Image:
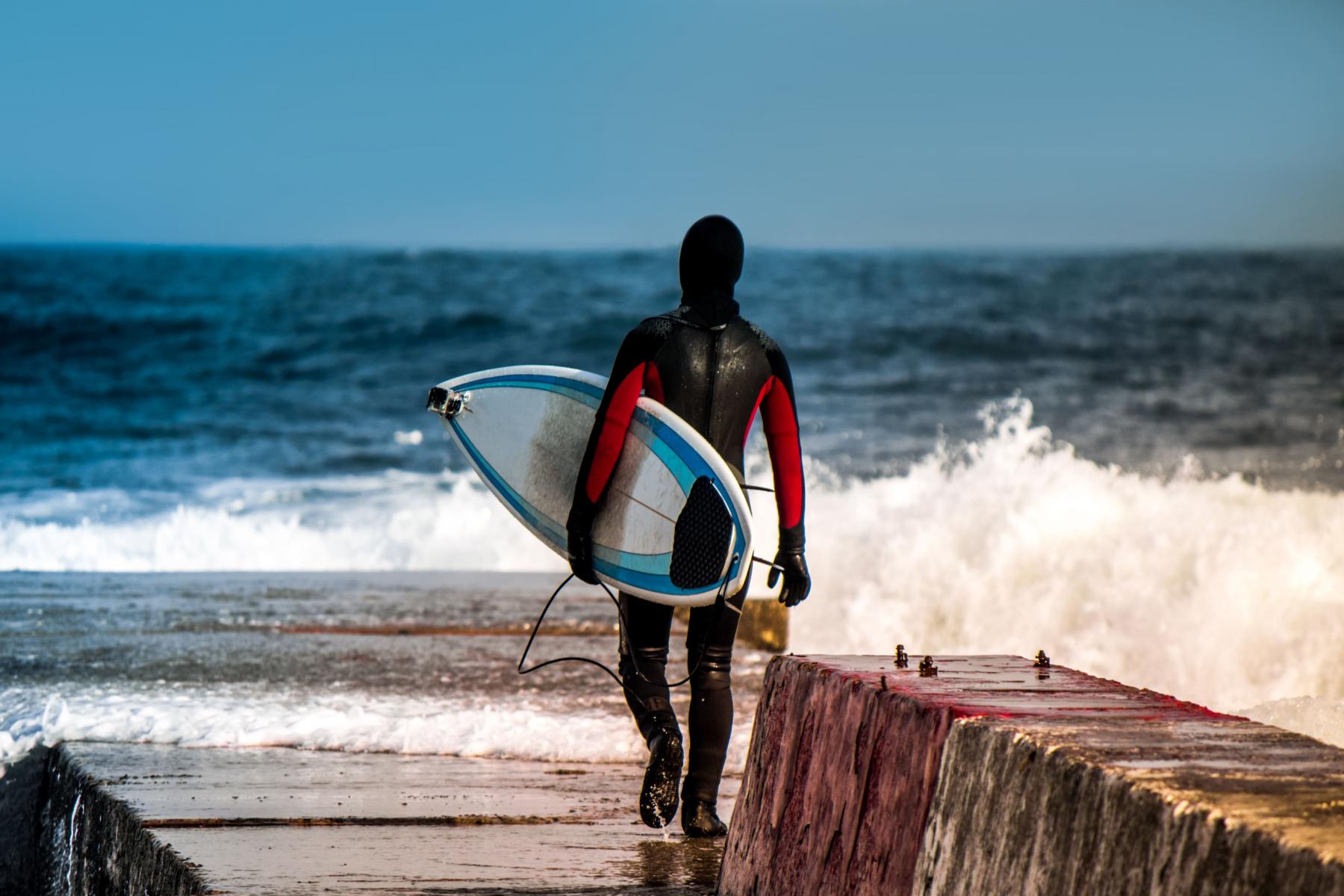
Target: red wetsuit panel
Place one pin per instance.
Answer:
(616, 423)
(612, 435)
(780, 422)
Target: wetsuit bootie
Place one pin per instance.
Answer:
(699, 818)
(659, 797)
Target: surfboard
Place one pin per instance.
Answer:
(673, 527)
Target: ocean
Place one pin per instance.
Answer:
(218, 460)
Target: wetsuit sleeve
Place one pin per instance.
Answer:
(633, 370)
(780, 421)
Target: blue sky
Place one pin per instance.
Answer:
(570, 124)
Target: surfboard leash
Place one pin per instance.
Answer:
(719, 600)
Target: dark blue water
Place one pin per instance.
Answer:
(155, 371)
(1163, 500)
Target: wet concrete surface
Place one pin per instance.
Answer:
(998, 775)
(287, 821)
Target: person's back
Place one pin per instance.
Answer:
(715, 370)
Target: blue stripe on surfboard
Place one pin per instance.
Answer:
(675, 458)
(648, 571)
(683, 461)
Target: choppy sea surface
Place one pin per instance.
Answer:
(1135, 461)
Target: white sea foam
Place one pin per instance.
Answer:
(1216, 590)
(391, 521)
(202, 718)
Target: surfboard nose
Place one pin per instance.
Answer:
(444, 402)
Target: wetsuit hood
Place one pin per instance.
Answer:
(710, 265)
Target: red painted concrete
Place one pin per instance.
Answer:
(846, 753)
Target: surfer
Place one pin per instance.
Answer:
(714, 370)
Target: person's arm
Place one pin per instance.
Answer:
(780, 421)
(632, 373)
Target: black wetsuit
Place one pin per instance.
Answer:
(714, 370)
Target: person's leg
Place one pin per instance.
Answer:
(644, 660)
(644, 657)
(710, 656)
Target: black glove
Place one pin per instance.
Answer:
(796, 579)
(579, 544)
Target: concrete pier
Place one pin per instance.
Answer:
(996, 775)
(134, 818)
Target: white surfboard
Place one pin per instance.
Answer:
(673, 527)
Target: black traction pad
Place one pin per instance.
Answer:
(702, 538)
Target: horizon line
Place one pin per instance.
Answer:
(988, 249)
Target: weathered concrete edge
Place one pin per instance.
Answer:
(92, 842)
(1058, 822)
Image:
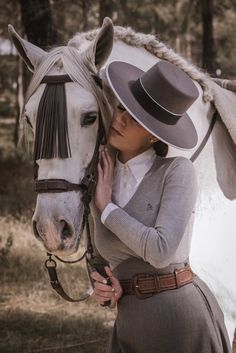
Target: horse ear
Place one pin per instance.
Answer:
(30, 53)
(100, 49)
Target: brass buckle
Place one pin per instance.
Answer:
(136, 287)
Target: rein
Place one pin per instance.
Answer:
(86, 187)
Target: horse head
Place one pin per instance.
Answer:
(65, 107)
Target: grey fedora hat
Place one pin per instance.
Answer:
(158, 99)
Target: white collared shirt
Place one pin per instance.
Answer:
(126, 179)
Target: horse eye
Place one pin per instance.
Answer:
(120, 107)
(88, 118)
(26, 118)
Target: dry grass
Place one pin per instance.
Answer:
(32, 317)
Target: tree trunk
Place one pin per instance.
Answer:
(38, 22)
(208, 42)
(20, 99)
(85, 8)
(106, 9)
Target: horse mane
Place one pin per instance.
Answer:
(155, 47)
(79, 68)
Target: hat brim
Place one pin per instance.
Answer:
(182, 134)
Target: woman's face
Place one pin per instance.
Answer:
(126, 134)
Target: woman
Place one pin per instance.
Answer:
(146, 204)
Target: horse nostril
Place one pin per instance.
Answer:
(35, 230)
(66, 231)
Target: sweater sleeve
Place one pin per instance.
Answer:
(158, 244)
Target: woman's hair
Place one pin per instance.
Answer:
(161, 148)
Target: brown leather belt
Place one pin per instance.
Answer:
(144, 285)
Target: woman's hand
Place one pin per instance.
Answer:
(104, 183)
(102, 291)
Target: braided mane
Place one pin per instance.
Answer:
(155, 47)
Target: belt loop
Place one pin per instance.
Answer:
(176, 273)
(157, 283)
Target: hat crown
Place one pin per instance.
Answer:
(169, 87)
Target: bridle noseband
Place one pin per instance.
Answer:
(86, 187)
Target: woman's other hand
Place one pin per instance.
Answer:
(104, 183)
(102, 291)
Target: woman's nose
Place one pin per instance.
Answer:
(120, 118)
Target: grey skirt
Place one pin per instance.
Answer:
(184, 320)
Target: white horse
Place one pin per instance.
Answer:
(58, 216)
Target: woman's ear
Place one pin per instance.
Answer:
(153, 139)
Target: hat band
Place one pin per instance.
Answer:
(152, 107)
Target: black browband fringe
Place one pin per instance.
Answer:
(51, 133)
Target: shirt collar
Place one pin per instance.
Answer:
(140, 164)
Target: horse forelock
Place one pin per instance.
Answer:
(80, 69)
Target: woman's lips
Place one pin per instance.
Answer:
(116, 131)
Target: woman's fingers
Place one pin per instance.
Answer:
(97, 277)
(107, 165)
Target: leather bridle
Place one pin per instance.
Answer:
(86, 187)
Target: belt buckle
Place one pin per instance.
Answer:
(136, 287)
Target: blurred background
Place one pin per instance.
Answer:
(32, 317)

^^^^

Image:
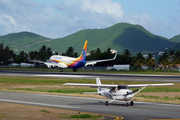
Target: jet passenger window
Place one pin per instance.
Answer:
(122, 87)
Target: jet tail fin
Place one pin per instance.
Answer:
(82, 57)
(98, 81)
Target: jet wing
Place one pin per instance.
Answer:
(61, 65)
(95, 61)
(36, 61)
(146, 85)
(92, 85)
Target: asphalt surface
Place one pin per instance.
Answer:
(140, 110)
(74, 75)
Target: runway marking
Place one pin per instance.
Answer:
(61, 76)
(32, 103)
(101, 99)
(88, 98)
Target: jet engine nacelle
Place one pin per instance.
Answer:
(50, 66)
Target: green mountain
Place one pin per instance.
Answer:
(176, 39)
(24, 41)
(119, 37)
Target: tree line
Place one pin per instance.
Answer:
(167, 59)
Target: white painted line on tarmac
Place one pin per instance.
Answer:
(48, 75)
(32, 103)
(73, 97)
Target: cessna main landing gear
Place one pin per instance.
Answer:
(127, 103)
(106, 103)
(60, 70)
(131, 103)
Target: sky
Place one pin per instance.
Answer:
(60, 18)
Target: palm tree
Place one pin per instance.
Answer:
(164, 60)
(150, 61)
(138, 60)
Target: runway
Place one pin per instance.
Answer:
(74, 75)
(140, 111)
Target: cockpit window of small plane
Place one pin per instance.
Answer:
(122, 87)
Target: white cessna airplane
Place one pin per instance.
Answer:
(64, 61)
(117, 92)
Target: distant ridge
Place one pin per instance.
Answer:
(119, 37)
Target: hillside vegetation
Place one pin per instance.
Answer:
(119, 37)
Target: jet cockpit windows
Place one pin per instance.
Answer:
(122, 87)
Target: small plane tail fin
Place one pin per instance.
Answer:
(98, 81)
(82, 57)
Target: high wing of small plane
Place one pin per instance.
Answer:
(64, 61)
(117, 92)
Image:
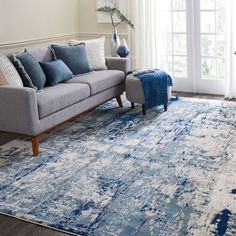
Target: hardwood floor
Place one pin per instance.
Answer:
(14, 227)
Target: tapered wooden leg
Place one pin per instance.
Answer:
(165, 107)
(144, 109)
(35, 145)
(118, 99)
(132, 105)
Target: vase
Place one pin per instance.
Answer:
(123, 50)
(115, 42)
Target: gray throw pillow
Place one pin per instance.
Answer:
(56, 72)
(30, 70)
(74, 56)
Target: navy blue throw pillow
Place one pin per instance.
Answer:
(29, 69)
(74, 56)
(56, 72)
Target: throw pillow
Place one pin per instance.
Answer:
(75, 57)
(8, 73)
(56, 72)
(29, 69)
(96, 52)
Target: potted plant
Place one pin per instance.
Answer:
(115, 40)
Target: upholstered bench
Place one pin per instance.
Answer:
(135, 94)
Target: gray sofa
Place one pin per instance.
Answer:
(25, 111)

^^^^

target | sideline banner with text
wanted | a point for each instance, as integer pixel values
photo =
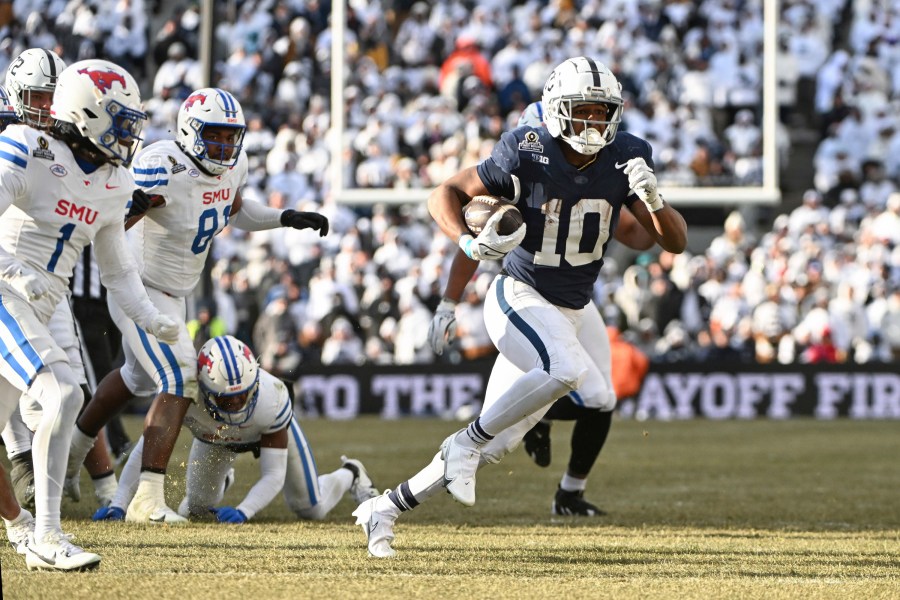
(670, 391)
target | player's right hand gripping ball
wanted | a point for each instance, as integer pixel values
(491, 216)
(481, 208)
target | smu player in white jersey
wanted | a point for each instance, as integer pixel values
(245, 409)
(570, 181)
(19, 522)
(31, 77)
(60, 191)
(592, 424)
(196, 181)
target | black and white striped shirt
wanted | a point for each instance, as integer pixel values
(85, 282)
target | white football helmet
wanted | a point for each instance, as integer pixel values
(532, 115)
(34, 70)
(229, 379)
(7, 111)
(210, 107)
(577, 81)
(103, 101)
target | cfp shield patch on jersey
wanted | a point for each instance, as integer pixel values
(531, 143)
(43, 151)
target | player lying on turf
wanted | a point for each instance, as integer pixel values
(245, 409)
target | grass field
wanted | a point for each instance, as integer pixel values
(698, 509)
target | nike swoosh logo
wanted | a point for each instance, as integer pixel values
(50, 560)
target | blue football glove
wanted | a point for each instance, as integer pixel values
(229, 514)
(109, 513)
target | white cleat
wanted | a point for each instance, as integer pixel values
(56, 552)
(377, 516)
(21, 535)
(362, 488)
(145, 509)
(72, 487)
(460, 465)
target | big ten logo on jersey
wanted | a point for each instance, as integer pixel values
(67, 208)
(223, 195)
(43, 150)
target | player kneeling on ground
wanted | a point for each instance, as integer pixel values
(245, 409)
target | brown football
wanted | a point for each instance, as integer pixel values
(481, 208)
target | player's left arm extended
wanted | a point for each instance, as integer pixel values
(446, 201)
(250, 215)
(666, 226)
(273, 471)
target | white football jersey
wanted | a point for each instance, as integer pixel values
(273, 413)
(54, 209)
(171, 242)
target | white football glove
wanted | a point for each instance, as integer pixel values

^^^^

▶ _WORK INSTRUCTIONS_
Your answer should consist of the lines above that hold the word "jersey".

▶ _RESPONSE AREA_
target | smu player in white jersey
target | cfp shield patch on jersey
target | big ten logo on jersey
target | white football jersey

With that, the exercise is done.